* _What to produce_: Please repeat word for word the stretch of the material below from the line containing "72L219 79L223 76L222" through the line containing "positive clicks: (223, 70) (220, 78)", including both of those lines.
^^^^
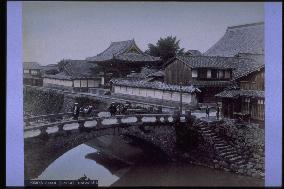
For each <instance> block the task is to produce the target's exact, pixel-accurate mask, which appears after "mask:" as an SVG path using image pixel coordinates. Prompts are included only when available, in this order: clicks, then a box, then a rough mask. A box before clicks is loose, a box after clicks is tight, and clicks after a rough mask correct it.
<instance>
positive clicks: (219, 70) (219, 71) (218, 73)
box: [218, 70, 224, 79]
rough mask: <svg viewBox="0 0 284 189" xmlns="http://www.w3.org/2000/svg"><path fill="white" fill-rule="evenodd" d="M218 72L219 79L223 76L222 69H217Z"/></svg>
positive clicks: (223, 70) (220, 78)
mask: <svg viewBox="0 0 284 189" xmlns="http://www.w3.org/2000/svg"><path fill="white" fill-rule="evenodd" d="M218 74H219V79H223V78H224V70H219V72H218Z"/></svg>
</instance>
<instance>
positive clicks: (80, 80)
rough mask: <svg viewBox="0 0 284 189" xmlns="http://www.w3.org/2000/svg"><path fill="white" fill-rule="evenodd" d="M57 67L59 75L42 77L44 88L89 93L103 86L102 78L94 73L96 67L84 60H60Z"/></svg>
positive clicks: (49, 74) (51, 74) (43, 76)
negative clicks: (97, 88) (53, 88)
mask: <svg viewBox="0 0 284 189" xmlns="http://www.w3.org/2000/svg"><path fill="white" fill-rule="evenodd" d="M58 67H59V73H57V74H45V75H44V76H43V77H44V79H43V86H44V87H51V88H58V89H63V90H70V91H75V92H76V91H79V92H89V91H90V90H91V89H93V88H98V87H100V86H101V85H102V84H103V80H102V77H100V76H99V75H98V74H96V72H95V68H96V65H95V64H90V63H88V62H87V61H86V60H62V61H60V62H59V63H58Z"/></svg>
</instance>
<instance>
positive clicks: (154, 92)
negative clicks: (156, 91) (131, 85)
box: [147, 89, 155, 98]
mask: <svg viewBox="0 0 284 189" xmlns="http://www.w3.org/2000/svg"><path fill="white" fill-rule="evenodd" d="M147 96H149V97H152V98H154V97H155V92H154V90H153V89H147Z"/></svg>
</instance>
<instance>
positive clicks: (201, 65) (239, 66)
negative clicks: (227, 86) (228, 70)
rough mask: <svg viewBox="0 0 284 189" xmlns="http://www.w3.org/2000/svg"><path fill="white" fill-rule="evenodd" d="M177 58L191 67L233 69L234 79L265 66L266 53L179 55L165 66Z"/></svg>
mask: <svg viewBox="0 0 284 189" xmlns="http://www.w3.org/2000/svg"><path fill="white" fill-rule="evenodd" d="M175 59H178V60H180V61H182V62H184V63H186V64H187V65H189V66H190V67H191V68H215V69H233V80H235V79H239V78H240V77H243V76H245V75H247V74H250V73H252V72H255V71H257V70H259V69H261V68H263V67H264V55H263V54H250V53H240V54H238V55H237V56H234V57H218V56H185V55H178V56H176V57H174V58H172V59H171V60H169V61H168V62H166V64H165V65H164V66H166V65H168V64H170V63H172V62H173V61H174V60H175Z"/></svg>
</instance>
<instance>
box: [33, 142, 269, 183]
mask: <svg viewBox="0 0 284 189" xmlns="http://www.w3.org/2000/svg"><path fill="white" fill-rule="evenodd" d="M148 153H151V151H148ZM149 157H150V158H149ZM155 157H156V156H154V154H145V153H144V152H143V151H142V150H141V148H139V147H137V146H133V144H132V143H129V142H126V141H125V140H123V139H122V138H120V137H103V138H100V139H96V140H93V141H89V142H88V143H86V144H81V145H79V146H77V147H75V148H73V149H72V150H69V151H68V152H66V153H64V154H63V155H62V156H61V157H59V158H58V159H56V160H55V161H53V162H52V163H51V164H50V165H49V166H48V167H47V168H46V169H45V170H44V171H43V172H42V173H41V174H40V175H39V176H38V177H37V178H36V179H57V180H58V179H63V180H68V179H78V178H80V177H82V176H83V175H84V174H85V175H86V176H87V177H89V178H90V179H97V180H98V183H99V186H263V185H264V181H262V180H259V179H255V178H251V177H246V176H239V175H236V174H233V173H230V172H224V171H219V170H214V169H210V168H205V167H201V166H195V165H189V164H183V163H171V162H166V161H162V160H161V161H159V158H160V157H159V156H157V158H155ZM153 160H154V161H153Z"/></svg>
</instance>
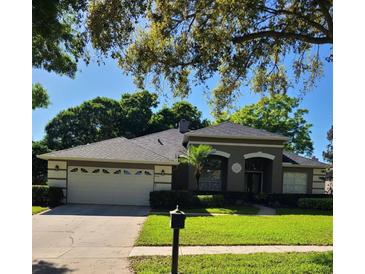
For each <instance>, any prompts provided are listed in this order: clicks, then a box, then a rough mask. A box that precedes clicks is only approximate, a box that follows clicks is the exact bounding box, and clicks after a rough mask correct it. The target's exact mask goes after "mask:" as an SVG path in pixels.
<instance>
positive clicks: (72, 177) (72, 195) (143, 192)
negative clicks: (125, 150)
^^^^
* _Output of the exercise_:
rough mask: <svg viewBox="0 0 284 189" xmlns="http://www.w3.org/2000/svg"><path fill="white" fill-rule="evenodd" d="M218 72L219 79L223 76L222 69H217Z"/></svg>
positive clicks: (223, 70) (220, 78)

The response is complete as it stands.